= REQUIRED TASK =
Please write out again every line of the records from the line with "We need ground-truth boxes for grill" up to and including the line with "[249,182,269,243]". Keep the wording unchanged, but multiply each bounding-box coordinate by 1.45 and round it to a whole number, rounding halves up. Give only those lines, and leave the pictures out.

= AVAILABLE DATA =
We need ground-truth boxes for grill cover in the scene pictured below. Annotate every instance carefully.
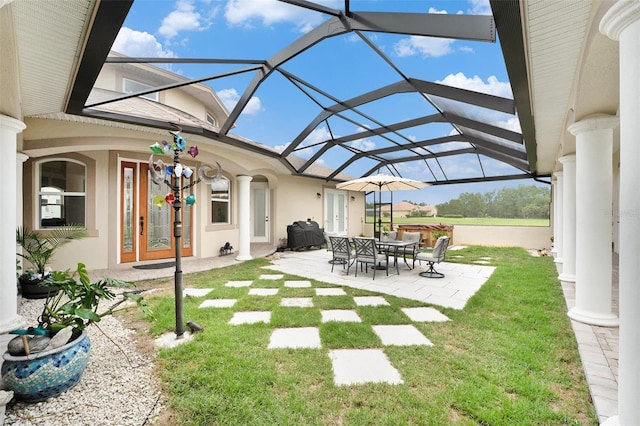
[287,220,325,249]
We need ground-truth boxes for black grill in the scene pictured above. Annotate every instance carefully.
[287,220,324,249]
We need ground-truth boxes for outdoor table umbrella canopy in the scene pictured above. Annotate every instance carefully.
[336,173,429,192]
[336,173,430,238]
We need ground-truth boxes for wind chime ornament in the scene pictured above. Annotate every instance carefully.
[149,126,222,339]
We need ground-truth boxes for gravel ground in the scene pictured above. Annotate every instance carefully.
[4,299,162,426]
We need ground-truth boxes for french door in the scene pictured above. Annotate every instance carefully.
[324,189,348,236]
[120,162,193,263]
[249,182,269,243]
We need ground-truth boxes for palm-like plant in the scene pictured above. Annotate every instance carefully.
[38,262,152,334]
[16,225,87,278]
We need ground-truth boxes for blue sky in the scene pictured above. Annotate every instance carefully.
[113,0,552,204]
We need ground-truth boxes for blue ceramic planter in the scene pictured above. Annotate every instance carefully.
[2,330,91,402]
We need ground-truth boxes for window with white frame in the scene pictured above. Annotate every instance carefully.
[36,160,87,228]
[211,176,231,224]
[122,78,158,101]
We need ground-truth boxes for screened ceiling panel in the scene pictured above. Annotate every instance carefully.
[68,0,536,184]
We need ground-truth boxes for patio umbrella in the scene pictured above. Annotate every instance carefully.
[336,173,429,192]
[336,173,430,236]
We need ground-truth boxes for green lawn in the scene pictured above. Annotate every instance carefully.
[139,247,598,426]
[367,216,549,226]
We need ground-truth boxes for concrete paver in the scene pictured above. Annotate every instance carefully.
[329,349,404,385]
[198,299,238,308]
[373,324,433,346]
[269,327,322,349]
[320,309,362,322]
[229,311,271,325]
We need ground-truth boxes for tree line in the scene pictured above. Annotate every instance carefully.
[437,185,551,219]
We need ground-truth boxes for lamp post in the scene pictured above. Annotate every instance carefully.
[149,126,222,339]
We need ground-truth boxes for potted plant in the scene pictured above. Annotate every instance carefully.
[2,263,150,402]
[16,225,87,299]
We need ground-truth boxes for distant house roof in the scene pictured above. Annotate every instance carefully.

* * *

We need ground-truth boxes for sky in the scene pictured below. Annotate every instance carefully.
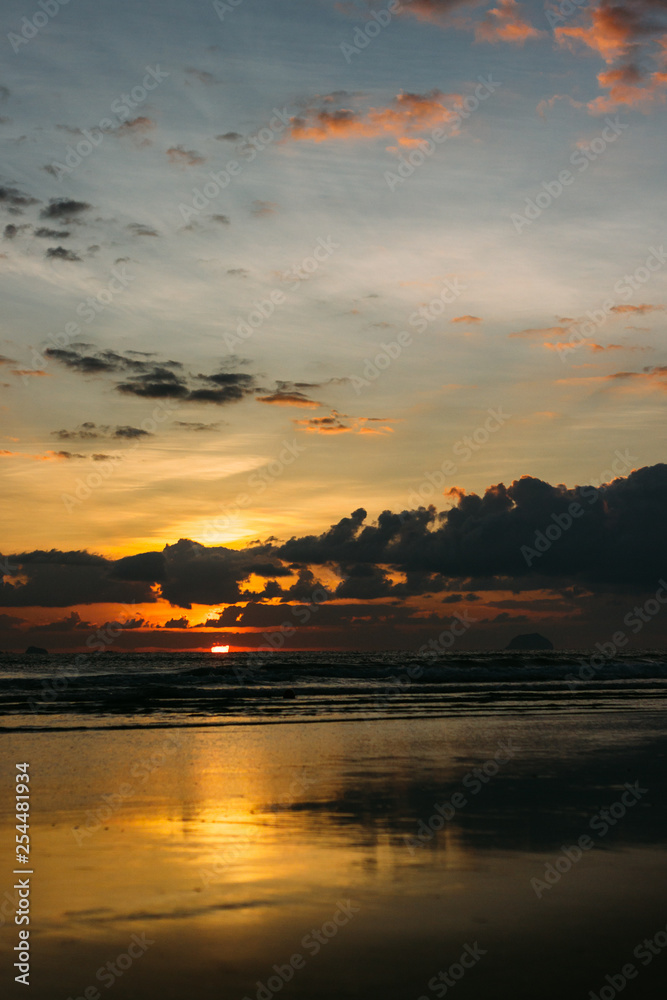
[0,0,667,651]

= OUTPUT OF THE EXERCISE =
We need ground-truth boxes for grill cover in the scene pictured below. Annotate every instance carefully.
[416,319,471,361]
We need ground-truth boxes for black grill in the scene pictured above. Annotate every instance carefully.
[416,319,470,361]
We need ground-truth boxes for outdoor table umbrella canopy in the scene pictured above. Annotate every instance carefully.
[487,251,622,278]
[487,251,624,345]
We need ground-truth boxes for wind chime ornament in the scene pictured above. Annotate every instance carefully.
[216,183,322,492]
We need ground-truth boxes for gravel ground in the scene pictured above. Annotate every instance carefully.
[6,434,235,618]
We need ground-truth boxes for french door in the scene pictured above. Annotate every instance carefully.
[470,274,505,342]
[174,235,280,381]
[361,264,390,352]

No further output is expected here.